### 网页摘录
这段输出是使用 lmtest 包中的 coeftest 函数对有序 Logit 模型进行的系数显著性检验。它为每个变量提供了精确的 $p$ 值，让我们能更科学地判断变量是否“入流”。

1.3.1 代码与参数解释

coeftest(ologit)：该函数的主要作用是计算模型系数的** $z$ 检验**（输出中标记为 $t$ test，但在大样本逻辑回归中通常遵循正态分布）。
对比 summary：之前的 summary(ologit) ==默认不提供 $p$ 值==，只给 $t$ 值。coeftest 补齐了这一环，方便直接判断变量是否在统计学上显著。

1.3.2 输出解读

表格中的四列数据分别对应：

Estimate (估计值)：系数的大小和方向。
Std. Error (标准误)：系数估计的不确定性。
t value ($z$ 统计量)：系数除以标准误。绝对值越大，越不可能为零。
Pr(>|t|) ($p$ 值)：这是核心。它代表“如果该变量实际没影响，我们观测到当前结果的概率”。

1.3.3 变量表现

ia83 (0.002059 **)： $p$ 值远小于 0.01。这意味着在 1% 的显著性水平下，公司的“赚钱效率”对债券评级有极显著的正向影响。
dia (0.056977 .)： $p$ 值略大于 0.05，但小于 0.1。这意味着它在 5% 的水平下不显著，但在 10% 的水平下是显著的。在严谨的学术报告中，这通常被称为“边际显著（Marginally Significant）”。

1.3.4 显著性代码（Signif. codes）注释

R 语言用小符号直观标注了显著程度：

**：代表极显著（$p < 0.01$）。
.：代表勉强显著或趋势性显著（$p < 0.1$）。
如果没有符号：代表在统计上与零没有区别（不显著）。

### 资料列表
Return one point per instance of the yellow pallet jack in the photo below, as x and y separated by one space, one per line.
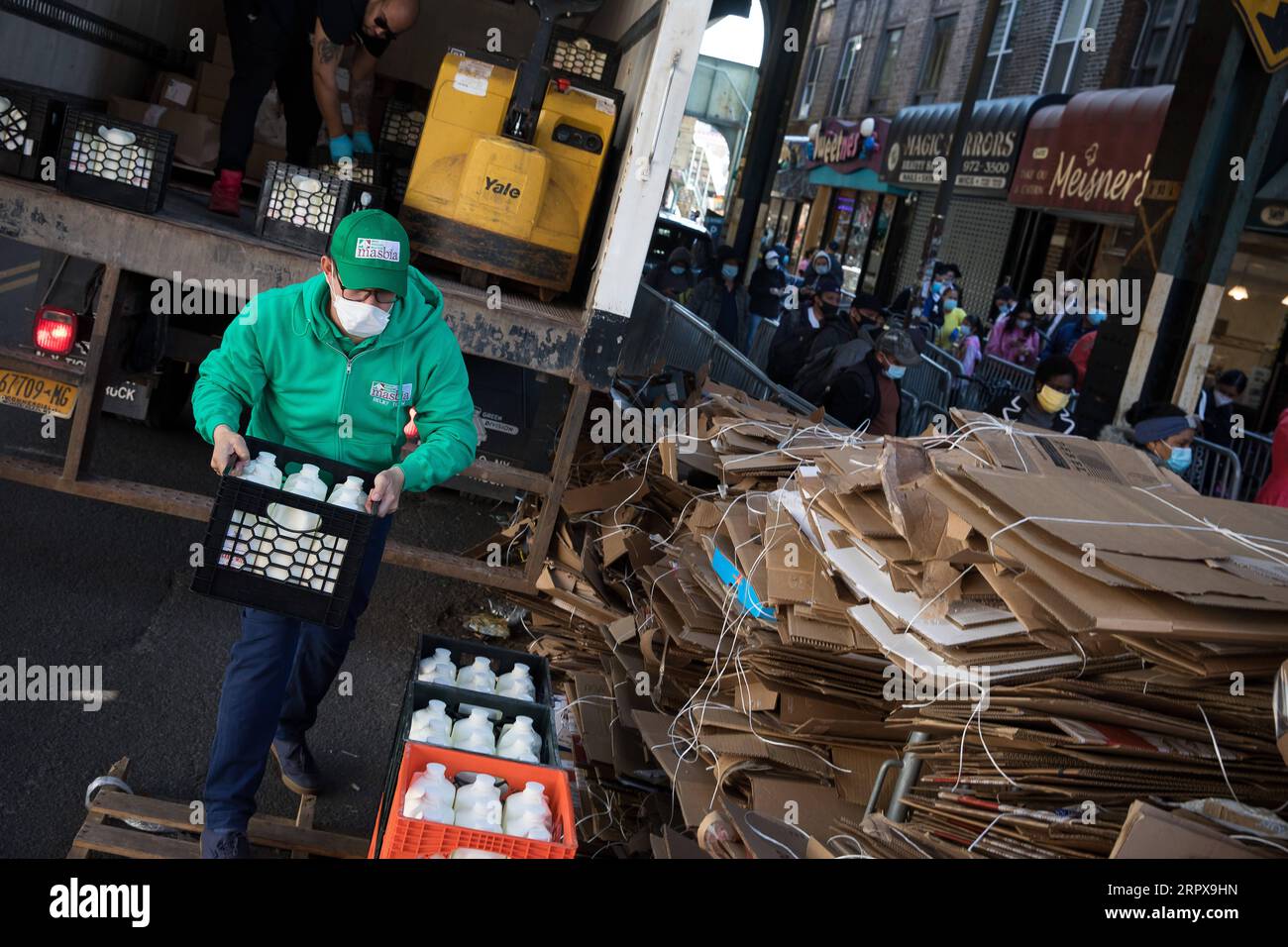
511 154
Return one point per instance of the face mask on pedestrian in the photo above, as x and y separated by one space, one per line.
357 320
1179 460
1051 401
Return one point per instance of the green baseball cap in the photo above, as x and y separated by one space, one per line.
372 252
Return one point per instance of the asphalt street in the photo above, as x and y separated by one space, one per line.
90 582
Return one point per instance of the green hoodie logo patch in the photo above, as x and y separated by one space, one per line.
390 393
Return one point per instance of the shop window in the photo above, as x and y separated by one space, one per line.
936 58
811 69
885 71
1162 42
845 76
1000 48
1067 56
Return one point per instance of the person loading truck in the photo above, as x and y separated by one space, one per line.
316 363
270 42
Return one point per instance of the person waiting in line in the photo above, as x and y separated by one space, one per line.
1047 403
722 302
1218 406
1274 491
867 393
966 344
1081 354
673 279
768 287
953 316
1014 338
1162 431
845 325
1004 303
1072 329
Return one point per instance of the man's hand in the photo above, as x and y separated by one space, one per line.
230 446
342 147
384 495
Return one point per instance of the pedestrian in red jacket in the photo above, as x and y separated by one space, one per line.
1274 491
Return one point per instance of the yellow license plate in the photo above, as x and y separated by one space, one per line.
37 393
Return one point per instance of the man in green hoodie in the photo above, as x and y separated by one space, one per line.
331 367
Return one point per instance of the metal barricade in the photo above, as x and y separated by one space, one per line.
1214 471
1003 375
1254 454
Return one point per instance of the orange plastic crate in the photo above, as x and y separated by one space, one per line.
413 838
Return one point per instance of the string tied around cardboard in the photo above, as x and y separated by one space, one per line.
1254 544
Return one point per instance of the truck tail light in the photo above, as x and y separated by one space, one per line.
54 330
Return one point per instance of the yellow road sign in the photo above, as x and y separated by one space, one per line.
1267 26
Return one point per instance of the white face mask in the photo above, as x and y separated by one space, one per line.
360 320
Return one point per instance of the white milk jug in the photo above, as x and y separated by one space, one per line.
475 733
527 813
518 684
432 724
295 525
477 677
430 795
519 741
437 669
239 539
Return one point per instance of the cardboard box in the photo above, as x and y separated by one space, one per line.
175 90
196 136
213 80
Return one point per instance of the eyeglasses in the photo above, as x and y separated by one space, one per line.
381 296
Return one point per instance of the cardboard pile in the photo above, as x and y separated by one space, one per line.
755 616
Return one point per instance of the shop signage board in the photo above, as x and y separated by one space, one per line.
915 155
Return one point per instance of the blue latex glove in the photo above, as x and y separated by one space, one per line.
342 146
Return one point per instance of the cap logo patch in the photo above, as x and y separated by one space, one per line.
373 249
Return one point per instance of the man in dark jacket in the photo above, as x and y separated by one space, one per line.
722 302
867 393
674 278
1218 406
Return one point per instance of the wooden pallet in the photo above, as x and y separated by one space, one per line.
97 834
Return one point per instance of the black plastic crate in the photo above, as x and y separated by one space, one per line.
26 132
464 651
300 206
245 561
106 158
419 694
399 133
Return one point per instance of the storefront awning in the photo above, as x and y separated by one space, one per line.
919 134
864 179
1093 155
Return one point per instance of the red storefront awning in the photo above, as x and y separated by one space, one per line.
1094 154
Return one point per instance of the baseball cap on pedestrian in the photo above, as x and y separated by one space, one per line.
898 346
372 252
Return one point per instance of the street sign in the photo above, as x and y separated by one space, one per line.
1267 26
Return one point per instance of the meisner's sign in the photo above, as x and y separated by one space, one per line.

### 任务说明 A
按照网页摘录的说法，在严谨的学术报告中，dia 这种在 5% 水平下不显著、在 10% 水平下显著的情况通常被称为什么？
### 任务说明 B
请把网页摘录中从“对比 summary：之前的 summary(ologit)”开始、一直到“value ($z$ 统计量)：系数除以标准误。绝对值越大，越不可能为零。”为止的文字原样照录下来。

### 参考答案 A
边际显著（Marginally Significant）。

### 参考答案 B
对比 summary：之前的 summary(ologit) ==默认不提供 $p$ 值==，只给 $t$ 值。coeftest 补齐了这一环，方便直接判断变量是否在统计学上显著。

1.3.2 输出解读

表格中的四列数据分别对应：

Estimate (估计值)：系数的大小和方向。
Std. Error (标准误)：系数估计的不确定性。
t value ($z$ 统计量)：系数除以标准误。绝对值越大，越不可能为零。